* _EXERCISE AIM_
Pick out each line below that contains the word "robe". Uppercase and lowercase letters count as different.

══════════

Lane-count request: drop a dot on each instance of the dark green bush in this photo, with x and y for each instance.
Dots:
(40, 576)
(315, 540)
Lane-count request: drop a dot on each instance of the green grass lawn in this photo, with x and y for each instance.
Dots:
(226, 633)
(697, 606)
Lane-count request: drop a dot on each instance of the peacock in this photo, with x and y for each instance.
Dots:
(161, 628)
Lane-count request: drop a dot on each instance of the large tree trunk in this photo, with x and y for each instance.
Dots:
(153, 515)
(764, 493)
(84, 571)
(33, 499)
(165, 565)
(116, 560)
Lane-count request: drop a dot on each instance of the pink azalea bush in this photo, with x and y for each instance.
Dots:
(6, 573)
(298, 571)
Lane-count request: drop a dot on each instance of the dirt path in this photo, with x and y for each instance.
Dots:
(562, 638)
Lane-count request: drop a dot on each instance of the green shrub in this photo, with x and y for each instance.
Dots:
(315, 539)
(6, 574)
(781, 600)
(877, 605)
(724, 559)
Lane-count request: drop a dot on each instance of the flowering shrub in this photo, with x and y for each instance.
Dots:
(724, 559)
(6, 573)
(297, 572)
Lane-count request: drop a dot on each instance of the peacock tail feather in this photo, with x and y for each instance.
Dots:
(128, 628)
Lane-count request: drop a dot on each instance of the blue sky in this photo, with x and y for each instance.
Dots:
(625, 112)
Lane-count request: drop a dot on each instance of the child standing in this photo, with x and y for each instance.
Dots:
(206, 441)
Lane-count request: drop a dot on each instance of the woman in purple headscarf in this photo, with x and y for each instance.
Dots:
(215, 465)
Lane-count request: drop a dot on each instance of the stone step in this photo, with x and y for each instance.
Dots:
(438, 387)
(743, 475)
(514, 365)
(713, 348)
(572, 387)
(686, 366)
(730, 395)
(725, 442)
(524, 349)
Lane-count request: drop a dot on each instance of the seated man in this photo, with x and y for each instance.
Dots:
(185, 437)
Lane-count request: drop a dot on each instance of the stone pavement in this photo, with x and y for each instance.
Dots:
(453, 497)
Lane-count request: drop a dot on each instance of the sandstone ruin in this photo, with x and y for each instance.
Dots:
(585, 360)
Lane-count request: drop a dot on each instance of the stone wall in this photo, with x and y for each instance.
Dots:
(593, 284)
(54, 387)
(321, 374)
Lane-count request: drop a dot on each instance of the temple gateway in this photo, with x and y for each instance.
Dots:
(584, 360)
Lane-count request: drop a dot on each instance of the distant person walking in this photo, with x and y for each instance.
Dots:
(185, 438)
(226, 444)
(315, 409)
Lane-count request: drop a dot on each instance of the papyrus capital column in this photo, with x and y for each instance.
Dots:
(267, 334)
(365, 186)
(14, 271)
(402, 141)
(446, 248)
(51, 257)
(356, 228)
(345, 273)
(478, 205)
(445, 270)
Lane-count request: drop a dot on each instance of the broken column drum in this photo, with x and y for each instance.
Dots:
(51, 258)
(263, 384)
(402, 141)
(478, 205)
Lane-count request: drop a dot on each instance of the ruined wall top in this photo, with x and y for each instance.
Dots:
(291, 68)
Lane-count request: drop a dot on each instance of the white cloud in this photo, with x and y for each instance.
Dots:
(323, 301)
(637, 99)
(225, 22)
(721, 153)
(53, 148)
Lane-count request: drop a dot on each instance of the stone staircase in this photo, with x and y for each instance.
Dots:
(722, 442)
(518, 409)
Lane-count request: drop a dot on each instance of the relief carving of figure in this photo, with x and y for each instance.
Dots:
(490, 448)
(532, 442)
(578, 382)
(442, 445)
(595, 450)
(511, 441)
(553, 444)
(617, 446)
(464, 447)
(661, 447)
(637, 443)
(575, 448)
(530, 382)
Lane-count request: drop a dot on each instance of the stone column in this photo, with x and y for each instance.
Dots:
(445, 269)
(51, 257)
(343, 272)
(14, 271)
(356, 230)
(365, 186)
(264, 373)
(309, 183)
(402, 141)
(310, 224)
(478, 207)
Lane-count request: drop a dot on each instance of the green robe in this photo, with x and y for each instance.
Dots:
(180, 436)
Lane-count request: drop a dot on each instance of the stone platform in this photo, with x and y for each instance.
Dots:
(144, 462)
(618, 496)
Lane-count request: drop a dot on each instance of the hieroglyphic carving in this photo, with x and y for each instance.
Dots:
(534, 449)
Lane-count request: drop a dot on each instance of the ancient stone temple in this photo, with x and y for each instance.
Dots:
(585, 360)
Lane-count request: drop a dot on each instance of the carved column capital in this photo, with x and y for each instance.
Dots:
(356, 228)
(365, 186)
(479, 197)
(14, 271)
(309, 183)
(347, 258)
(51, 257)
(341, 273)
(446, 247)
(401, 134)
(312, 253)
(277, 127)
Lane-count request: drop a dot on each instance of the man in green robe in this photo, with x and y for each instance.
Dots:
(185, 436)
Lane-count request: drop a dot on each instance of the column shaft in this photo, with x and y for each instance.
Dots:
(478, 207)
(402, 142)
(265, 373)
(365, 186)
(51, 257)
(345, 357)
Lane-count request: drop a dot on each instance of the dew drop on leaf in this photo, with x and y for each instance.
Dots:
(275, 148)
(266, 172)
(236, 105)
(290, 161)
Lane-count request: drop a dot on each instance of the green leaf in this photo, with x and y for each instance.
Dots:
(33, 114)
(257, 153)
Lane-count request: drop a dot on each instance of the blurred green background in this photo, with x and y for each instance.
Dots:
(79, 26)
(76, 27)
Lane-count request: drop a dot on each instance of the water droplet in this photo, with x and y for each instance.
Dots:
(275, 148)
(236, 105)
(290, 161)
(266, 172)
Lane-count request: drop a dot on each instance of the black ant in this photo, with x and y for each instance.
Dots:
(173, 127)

══════════

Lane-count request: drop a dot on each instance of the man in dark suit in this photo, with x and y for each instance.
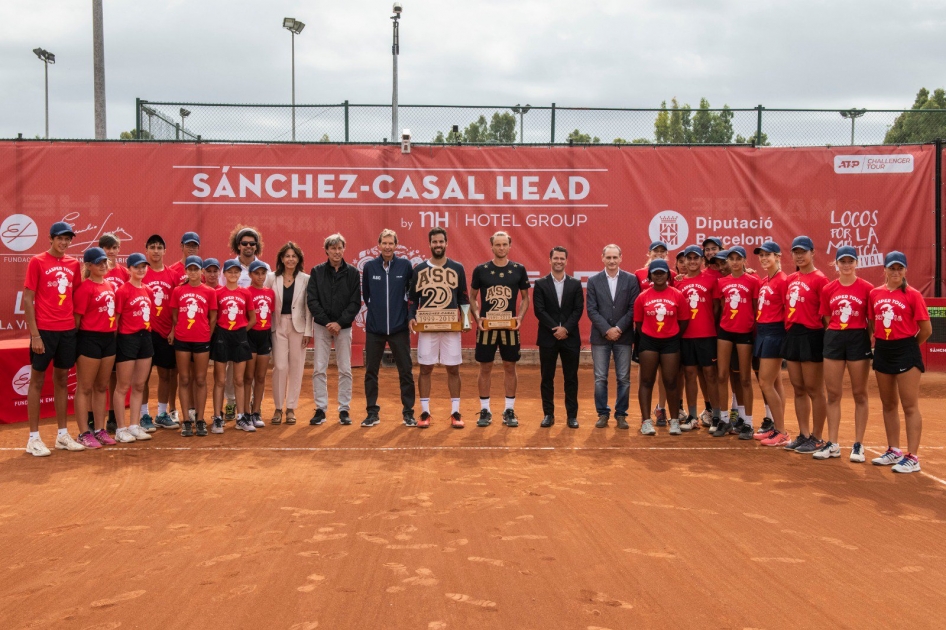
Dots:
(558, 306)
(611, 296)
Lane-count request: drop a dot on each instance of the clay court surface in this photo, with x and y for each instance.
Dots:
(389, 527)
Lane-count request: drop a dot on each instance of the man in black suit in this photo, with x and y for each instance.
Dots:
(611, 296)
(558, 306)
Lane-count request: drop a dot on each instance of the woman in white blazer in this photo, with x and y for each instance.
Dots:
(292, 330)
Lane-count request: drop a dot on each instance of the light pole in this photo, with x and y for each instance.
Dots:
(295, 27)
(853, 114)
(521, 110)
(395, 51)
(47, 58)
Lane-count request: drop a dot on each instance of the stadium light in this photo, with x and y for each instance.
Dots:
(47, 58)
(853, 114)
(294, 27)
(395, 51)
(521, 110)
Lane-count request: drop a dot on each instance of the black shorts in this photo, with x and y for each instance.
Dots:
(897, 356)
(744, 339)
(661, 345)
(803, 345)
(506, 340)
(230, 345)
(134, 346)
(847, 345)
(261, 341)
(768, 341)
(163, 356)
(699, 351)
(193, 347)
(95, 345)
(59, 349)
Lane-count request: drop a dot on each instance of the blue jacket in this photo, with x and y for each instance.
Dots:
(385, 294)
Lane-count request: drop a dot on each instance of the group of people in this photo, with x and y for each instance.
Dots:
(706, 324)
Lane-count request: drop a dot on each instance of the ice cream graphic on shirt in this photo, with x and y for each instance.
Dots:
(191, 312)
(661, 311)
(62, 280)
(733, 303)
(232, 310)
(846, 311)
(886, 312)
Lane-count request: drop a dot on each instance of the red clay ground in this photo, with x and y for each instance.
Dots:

══════════

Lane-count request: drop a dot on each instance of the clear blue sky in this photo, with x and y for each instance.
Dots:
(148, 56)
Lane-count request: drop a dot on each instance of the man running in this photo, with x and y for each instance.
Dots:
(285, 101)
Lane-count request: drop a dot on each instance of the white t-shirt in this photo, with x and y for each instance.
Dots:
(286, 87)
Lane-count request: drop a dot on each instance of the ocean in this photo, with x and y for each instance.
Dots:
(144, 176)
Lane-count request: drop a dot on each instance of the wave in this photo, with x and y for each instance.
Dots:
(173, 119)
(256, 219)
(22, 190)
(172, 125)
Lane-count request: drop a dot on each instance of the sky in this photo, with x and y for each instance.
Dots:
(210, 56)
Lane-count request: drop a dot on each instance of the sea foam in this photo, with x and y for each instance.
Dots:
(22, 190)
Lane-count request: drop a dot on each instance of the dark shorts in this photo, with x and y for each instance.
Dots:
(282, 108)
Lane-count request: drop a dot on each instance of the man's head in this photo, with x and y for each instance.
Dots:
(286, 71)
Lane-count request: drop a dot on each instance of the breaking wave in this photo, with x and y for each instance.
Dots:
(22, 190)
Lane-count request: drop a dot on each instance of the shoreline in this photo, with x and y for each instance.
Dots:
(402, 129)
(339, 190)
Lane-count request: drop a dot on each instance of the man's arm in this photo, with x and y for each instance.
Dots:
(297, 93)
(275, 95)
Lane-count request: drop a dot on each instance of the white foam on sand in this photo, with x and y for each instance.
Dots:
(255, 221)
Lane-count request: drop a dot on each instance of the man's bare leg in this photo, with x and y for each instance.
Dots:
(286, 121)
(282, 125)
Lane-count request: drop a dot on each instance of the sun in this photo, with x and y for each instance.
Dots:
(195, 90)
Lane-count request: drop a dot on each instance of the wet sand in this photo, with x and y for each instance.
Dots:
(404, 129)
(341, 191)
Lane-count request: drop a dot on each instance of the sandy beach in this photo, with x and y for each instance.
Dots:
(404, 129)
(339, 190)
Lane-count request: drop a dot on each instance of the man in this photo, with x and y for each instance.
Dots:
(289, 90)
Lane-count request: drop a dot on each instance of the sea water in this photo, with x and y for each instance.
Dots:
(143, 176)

══════════

* _ANSWER BELOW_
Lane-count request: drop a dot on each instance of the green robe in this photo, with x and y for each instance.
Lane-count request: drop a dot on each instance of the man in green robe in this photo, with x and y for each instance.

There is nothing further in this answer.